- **Records**
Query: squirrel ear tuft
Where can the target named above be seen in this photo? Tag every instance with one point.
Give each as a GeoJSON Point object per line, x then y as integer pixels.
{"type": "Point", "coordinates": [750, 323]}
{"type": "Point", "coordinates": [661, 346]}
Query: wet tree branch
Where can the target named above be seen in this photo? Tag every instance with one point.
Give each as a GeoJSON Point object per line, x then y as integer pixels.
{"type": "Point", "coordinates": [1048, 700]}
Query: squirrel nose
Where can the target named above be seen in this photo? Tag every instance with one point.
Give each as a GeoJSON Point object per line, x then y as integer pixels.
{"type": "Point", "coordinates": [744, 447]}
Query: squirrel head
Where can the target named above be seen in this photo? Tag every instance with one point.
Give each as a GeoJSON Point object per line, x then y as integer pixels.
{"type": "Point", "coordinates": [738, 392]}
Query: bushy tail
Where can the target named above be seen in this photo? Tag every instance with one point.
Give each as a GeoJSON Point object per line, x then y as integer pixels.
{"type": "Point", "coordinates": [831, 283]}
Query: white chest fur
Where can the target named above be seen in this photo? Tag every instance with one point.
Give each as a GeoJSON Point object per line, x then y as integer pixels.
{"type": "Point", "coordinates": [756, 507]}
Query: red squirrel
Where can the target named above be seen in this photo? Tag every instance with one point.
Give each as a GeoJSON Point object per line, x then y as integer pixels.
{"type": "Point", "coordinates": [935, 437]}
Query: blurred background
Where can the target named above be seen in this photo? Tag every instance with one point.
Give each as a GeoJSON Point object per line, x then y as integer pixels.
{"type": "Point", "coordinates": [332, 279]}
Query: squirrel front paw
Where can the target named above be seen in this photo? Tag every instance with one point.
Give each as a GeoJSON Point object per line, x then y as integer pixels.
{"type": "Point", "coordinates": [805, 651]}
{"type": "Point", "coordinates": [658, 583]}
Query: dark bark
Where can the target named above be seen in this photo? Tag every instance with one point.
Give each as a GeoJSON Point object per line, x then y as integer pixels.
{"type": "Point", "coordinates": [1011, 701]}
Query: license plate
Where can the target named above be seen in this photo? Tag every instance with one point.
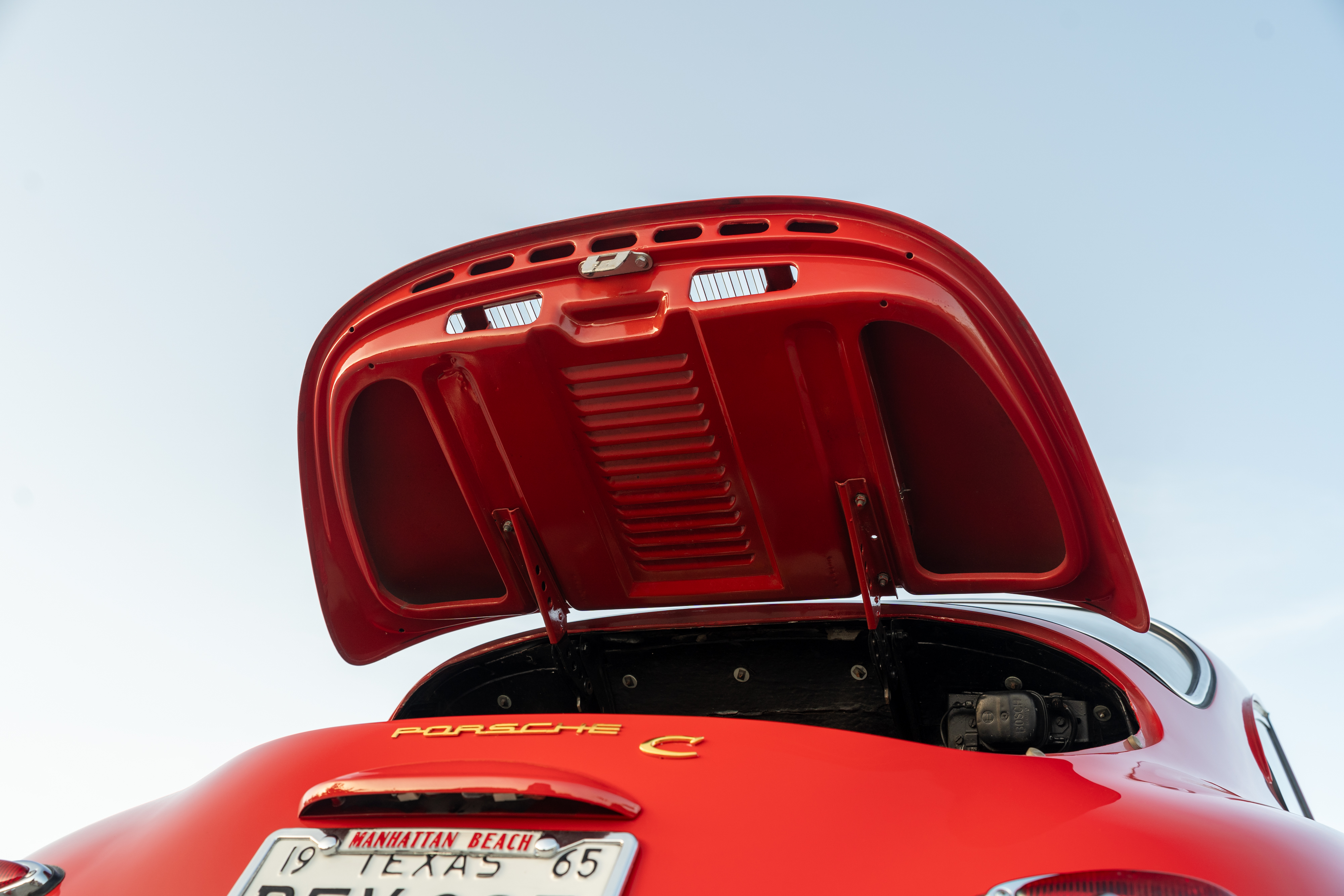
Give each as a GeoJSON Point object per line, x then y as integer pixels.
{"type": "Point", "coordinates": [432, 862]}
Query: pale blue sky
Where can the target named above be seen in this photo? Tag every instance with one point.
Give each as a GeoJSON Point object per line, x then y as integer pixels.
{"type": "Point", "coordinates": [189, 191]}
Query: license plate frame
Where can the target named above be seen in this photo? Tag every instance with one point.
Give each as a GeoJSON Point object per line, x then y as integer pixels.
{"type": "Point", "coordinates": [318, 838]}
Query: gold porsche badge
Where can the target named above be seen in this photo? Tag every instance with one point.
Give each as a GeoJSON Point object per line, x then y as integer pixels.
{"type": "Point", "coordinates": [510, 729]}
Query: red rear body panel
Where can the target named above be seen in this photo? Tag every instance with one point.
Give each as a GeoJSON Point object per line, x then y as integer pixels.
{"type": "Point", "coordinates": [792, 809]}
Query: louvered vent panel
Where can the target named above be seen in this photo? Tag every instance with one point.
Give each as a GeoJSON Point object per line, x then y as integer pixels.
{"type": "Point", "coordinates": [665, 471]}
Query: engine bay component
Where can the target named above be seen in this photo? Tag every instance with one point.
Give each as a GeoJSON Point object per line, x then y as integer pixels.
{"type": "Point", "coordinates": [1014, 722]}
{"type": "Point", "coordinates": [913, 679]}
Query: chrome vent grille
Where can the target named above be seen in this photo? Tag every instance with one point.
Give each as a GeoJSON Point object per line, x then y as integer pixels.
{"type": "Point", "coordinates": [518, 312]}
{"type": "Point", "coordinates": [659, 463]}
{"type": "Point", "coordinates": [743, 281]}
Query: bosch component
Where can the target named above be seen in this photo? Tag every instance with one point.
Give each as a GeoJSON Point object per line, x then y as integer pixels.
{"type": "Point", "coordinates": [1014, 722]}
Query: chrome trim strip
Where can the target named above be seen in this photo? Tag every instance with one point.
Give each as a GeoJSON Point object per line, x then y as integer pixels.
{"type": "Point", "coordinates": [1204, 683]}
{"type": "Point", "coordinates": [1014, 886]}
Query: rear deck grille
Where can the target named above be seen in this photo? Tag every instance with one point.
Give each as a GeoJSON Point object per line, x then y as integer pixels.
{"type": "Point", "coordinates": [662, 468]}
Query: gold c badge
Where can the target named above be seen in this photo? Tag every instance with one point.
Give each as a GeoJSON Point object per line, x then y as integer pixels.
{"type": "Point", "coordinates": [655, 748]}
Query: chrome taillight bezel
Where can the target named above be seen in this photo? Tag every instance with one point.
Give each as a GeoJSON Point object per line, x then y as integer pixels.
{"type": "Point", "coordinates": [41, 879]}
{"type": "Point", "coordinates": [1013, 887]}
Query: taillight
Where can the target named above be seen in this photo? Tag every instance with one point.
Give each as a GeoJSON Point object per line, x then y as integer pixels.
{"type": "Point", "coordinates": [29, 879]}
{"type": "Point", "coordinates": [1108, 883]}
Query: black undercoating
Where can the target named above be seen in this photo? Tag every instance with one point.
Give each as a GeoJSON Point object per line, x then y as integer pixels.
{"type": "Point", "coordinates": [800, 672]}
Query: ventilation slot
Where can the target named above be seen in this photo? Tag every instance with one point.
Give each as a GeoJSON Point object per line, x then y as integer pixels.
{"type": "Point", "coordinates": [519, 312]}
{"type": "Point", "coordinates": [491, 265]}
{"type": "Point", "coordinates": [612, 244]}
{"type": "Point", "coordinates": [552, 253]}
{"type": "Point", "coordinates": [743, 227]}
{"type": "Point", "coordinates": [812, 226]}
{"type": "Point", "coordinates": [743, 281]}
{"type": "Point", "coordinates": [670, 491]}
{"type": "Point", "coordinates": [437, 280]}
{"type": "Point", "coordinates": [678, 234]}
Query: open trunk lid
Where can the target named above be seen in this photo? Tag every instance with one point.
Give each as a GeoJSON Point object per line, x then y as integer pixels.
{"type": "Point", "coordinates": [716, 402]}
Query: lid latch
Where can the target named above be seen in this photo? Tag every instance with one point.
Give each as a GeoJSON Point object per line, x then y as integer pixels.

- **Task description**
What are the lines above that hold the string "gold"? Copy them.

- **Task answer**
Query: gold porsche badge
Query: gold c badge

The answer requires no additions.